● Exercise details: From the listing below, copy each line where "rocky" occurs.
++++ Input data
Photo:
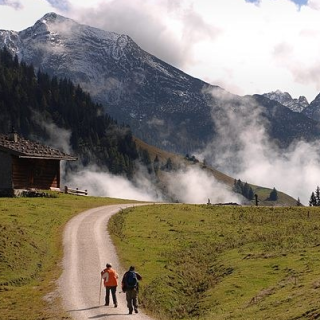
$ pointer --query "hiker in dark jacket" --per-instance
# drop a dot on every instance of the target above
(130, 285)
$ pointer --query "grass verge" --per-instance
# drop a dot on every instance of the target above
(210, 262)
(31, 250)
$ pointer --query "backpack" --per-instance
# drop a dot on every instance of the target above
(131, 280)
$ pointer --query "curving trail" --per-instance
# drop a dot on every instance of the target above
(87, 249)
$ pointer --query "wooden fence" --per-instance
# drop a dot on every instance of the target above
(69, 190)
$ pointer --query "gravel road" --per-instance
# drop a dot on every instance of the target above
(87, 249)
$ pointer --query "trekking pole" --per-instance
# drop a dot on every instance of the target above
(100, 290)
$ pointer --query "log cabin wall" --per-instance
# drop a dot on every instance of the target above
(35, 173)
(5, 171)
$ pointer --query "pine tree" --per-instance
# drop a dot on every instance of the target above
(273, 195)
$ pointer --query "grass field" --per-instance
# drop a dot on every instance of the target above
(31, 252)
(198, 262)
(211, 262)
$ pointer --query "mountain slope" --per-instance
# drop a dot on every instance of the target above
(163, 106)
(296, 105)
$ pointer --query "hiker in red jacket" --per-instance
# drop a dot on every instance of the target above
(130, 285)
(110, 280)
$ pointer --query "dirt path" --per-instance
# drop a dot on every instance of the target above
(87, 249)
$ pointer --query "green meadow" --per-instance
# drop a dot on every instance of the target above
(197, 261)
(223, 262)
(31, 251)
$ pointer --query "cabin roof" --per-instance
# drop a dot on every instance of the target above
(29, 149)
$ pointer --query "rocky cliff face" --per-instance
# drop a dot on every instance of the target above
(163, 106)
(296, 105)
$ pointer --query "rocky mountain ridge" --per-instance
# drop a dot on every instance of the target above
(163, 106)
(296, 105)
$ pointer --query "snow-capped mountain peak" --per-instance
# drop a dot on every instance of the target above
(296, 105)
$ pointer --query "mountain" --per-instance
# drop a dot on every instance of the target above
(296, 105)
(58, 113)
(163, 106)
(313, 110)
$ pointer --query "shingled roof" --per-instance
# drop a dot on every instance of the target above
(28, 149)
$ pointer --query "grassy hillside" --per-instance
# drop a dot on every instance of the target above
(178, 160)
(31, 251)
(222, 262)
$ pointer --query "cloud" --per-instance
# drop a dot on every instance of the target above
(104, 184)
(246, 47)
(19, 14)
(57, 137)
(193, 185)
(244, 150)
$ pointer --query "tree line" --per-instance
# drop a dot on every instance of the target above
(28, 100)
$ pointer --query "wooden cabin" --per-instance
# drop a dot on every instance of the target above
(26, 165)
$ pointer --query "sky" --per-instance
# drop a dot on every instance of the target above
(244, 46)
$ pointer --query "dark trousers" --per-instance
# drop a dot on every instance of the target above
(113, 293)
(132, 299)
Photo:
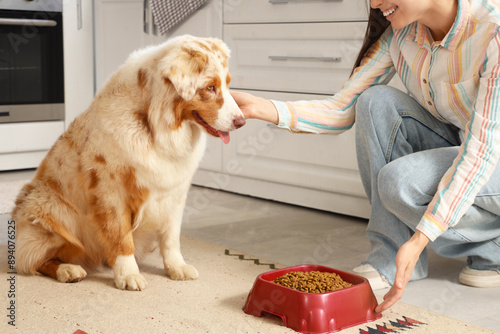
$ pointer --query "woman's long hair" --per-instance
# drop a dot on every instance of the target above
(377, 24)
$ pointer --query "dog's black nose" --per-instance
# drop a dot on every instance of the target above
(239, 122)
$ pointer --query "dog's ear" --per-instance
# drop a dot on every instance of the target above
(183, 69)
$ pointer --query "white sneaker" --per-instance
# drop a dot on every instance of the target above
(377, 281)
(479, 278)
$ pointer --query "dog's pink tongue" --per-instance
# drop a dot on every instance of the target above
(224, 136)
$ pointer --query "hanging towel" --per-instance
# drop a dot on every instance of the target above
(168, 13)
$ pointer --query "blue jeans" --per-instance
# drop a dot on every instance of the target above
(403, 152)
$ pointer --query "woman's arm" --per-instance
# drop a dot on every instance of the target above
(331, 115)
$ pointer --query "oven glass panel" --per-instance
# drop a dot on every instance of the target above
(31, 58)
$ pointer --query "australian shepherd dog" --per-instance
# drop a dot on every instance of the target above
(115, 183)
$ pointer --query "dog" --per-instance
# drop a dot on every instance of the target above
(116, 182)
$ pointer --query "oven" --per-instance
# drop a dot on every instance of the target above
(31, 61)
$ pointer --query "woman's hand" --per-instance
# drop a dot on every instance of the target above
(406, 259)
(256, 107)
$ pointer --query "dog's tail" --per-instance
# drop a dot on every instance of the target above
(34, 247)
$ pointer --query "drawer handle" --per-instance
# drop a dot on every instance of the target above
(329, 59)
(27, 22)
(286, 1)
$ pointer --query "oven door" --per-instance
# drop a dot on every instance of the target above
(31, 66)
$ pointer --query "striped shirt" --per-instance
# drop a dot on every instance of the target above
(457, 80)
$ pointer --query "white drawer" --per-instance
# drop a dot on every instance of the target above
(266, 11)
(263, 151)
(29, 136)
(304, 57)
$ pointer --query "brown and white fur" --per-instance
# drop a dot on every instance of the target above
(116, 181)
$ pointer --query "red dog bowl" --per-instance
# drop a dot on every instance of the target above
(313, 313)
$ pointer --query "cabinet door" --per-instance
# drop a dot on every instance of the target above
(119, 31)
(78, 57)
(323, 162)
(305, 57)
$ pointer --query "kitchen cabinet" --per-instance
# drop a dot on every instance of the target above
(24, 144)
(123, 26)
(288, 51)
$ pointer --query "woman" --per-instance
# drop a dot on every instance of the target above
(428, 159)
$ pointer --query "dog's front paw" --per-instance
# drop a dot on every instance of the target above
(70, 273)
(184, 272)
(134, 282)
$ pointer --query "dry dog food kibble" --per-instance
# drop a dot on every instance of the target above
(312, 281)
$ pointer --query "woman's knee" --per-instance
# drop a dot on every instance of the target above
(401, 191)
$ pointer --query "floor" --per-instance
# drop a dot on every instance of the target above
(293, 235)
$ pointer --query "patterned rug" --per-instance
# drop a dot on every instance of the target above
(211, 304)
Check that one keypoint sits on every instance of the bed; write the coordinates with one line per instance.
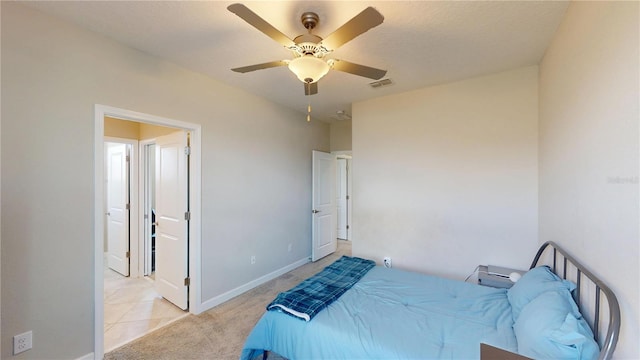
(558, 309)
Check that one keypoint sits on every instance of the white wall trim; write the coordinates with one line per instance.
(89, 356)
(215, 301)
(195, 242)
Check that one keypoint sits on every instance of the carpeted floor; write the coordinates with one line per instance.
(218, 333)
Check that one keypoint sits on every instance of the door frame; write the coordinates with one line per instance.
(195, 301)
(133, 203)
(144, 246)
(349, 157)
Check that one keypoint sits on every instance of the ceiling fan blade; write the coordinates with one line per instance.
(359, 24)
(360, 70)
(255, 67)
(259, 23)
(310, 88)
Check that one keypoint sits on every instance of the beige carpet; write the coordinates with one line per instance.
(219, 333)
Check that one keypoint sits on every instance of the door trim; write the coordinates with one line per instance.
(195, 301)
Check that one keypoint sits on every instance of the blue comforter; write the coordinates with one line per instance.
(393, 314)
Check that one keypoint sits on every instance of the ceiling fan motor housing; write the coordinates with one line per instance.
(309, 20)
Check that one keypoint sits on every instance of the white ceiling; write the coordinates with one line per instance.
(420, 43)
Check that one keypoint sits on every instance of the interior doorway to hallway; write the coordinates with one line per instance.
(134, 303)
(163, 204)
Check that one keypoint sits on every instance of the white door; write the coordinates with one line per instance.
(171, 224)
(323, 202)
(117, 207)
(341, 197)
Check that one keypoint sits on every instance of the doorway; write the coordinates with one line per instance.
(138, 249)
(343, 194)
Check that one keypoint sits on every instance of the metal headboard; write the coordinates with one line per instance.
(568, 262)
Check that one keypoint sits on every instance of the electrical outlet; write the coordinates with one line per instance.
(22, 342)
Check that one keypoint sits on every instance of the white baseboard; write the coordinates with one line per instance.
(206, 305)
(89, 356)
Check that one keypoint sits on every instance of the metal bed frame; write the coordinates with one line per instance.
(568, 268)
++++++++
++++ Input data
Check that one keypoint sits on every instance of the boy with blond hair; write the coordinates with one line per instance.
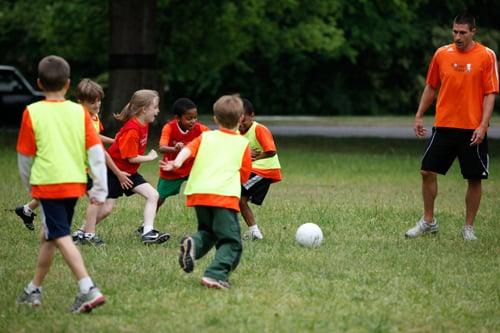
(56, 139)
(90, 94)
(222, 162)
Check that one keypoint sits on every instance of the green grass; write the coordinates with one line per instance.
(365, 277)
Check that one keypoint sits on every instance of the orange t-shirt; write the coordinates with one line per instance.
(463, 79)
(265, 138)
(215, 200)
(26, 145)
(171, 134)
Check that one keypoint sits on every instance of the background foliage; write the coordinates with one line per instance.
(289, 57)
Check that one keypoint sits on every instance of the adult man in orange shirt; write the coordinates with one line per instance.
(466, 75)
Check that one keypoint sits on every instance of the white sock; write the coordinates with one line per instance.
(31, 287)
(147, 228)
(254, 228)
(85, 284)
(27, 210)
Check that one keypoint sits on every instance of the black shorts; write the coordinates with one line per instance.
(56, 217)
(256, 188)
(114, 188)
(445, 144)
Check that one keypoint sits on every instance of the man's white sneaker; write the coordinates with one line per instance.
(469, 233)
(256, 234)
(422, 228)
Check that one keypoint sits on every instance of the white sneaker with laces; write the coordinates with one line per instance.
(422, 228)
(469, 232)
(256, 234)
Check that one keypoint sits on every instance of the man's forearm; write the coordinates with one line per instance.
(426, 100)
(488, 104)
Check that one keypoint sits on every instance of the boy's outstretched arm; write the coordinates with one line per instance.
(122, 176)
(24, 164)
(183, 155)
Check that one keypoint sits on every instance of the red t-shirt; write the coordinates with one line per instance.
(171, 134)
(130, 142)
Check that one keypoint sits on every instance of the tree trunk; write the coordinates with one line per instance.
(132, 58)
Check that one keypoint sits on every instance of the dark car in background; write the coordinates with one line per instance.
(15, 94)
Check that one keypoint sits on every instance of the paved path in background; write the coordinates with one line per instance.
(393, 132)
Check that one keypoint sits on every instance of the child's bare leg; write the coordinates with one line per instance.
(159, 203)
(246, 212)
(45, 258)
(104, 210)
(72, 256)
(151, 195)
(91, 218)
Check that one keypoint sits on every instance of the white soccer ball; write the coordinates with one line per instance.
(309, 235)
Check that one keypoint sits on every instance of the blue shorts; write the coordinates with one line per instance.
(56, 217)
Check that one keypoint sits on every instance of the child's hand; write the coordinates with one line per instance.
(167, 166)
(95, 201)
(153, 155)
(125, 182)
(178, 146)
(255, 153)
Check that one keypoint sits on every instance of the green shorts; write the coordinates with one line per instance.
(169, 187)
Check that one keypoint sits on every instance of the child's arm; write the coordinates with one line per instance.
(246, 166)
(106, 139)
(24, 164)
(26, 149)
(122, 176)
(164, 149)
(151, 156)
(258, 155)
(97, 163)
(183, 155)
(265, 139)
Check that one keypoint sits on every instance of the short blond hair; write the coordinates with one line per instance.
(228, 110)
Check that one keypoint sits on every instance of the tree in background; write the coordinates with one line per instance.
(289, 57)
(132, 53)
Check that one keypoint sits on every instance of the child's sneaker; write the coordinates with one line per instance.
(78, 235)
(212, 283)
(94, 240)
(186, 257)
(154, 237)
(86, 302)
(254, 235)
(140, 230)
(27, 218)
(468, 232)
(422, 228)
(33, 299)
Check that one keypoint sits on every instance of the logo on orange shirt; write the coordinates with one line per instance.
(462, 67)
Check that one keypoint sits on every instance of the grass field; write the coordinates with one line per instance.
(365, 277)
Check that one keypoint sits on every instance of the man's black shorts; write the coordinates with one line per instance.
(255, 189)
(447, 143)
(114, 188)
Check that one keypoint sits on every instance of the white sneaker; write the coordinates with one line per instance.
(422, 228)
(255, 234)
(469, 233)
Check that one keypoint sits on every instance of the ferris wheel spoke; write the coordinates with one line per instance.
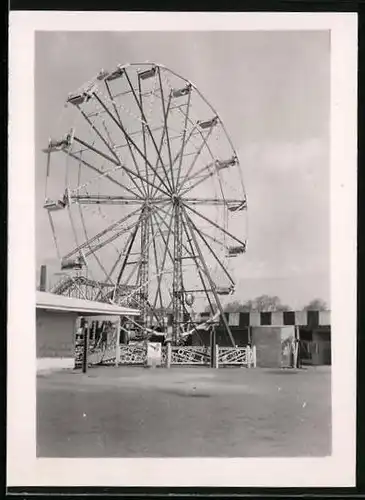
++++++++
++++ Input data
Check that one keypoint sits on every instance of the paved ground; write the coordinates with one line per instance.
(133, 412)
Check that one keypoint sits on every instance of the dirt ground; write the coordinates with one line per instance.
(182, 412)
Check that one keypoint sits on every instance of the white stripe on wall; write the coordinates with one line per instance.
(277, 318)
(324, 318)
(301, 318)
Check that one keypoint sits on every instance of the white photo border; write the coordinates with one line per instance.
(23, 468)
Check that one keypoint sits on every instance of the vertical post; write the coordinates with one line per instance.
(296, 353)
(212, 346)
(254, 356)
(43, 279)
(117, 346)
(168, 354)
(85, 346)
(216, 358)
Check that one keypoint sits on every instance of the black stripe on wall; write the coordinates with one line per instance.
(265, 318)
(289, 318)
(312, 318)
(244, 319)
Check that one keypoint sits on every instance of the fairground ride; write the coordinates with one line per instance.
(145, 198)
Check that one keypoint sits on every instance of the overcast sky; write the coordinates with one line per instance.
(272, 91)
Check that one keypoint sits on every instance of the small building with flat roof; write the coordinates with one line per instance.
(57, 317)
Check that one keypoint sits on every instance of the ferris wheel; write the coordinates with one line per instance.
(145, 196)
++++++++
● Exercise solution:
$ pointer --query "rocky cliff face" --per-instance
$ pointer --query "rocky mountain ridge" --per-instance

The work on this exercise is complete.